TEXT ZUM LESEN =>
● ● ●

Das Land gehört der Stiftung «Die neue Zeit», die in Thielle am Neuenburgersee ein weiteres Naturistenzentrum betreibt. 1970 kaufte sie den Bauernbetrieb auf dem Sitzberg und verpachtete das Land in der Folge an verschiedene Pächter. Sie sollten dort ihre Vorstellung einer «Erholungsstätte gesunden, friedlichen Lebens» im Sinne der Lebensreform umsetzen (siehe Box).

Seit 2015 ist der Verein «Natürlich Sitzberg» für das Gelände verantwortlich. Nikotin, Alkohol und Fleisch sind hier bis heute verboten. Die Mitglieder sollen anderen Menschen und Meinungen respektvoll begegnen. Fragt man sie, warum sie gern nackt sind, finden viele: Wenn die Hüllen fallen, verschwinden die Unterschiede zwischen den Individuen. «Ansonsten führen die Mitglieder ein stinknormales Leben», sagt Vereinspräsident Norbert. Sie fänden aber, man könne es gut ein bis zwei Tage ohne Fleisch und Rauchen aushalten. 

«Wir sind kein Swingerclub»

Er führt uns durch das terrassierte Gelände vorbei am Gemüsegarten hinunter zum Swimmingpool, dem Herzstück des Naturistenzentrums. Hier liegen etwa fünfzehn Männer und Frauen auf selbst gezimmerten Holzliegen um das Becken, unterhalten und bräunen sich in der Sonne, blättern in einem Schmöker oder dösen vor sich hin. In den Pool springen bei 19 Grad Wassertemperatur die wenigsten.

Ihre Fudis sind nach dem verregneten Juli grösstenteils genauso weiss wie diejenigen von Badegästen mit Badehosen. Und überhaupt erinnert die Szenerie an eine ganz normale Badi, wären da nicht die entblössten Körper mehrheitlich pensionierter Menschen. «Wir wollen einfach unser Paradies geniessen», höre ich mehrmals, als ich frage, warum jemand nackt auf dem Sitzberg sei.

Aber ist das wirklich alles? Norbert kennt die Vorurteile, die bei solchen Fragen mitschwingen. «Viele meinen, wenn sich nackte Leute treffen, dann ist das das bunte Leben», sagt er und schmunzelt. Auf der Website von «Natürlich Sitzberg» steht deshalb mit roter Schrift: «Wir sind kein Swingerclub! Unsittliches Verhalten auf unserem Gelände bringen wir zur Anzeige.»

● ● ●

AUFGEFÜHRTE EINTRÄGE =>
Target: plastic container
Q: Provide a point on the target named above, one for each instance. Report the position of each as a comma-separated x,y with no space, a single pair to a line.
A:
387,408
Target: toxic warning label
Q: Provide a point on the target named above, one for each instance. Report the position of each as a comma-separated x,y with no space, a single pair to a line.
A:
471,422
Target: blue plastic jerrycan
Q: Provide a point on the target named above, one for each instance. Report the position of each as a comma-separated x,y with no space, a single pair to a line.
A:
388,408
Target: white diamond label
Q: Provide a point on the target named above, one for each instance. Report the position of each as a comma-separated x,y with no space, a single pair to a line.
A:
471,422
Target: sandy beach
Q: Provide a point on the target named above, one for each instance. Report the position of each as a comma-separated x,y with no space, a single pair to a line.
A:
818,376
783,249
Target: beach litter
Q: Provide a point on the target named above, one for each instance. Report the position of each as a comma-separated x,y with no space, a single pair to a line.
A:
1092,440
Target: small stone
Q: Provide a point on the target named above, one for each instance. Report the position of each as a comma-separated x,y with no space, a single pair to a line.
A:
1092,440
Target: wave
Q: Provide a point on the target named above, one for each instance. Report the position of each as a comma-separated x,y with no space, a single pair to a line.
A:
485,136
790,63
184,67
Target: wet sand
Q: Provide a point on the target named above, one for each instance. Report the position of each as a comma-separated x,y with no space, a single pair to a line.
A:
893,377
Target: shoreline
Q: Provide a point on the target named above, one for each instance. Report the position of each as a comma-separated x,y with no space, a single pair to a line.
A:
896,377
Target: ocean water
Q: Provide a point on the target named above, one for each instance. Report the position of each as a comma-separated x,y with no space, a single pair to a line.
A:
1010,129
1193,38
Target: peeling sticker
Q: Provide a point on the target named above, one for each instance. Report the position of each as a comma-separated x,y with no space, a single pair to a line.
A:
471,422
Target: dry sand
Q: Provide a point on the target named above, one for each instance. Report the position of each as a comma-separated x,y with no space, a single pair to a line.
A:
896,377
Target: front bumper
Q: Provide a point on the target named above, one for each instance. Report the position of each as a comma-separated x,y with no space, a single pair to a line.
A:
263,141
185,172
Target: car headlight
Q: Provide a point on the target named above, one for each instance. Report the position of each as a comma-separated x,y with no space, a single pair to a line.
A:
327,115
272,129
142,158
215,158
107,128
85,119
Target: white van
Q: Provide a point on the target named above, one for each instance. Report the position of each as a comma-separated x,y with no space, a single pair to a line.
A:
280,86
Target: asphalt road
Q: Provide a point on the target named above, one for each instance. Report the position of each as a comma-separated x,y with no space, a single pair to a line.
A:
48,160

● ● ●

AUFGABENSTELLUNG =>
**a.** Seit welchem Jahr ist laut dem Text über den Sitzberg der Verein «Natürlich Sitzberg» für das Gelände verantwortlich?
**b.** Wiederholen Sie bitte wortgetreu alles aus dem Text über den Sitzberg, von „Ihre Fudis sind“ bis hinunter zu „dem Sitzberg sei.“.
Die Einträge werden hier nicht gebraucht.

LÖSUNGEN JE AUFGABE =>
**a.** Seit 2015.

**b.**
Ihre Fudis sind nach dem verregneten Juli grösstenteils genauso weiss wie diejenigen von Badegästen mit Badehosen. Und überhaupt erinnert die Szenerie an eine ganz normale Badi, wären da nicht die entblössten Körper mehrheitlich pensionierter Menschen. «Wir wollen einfach unser Paradies geniessen», höre ich mehrmals, als ich frage, warum jemand nackt auf dem Sitzberg sei.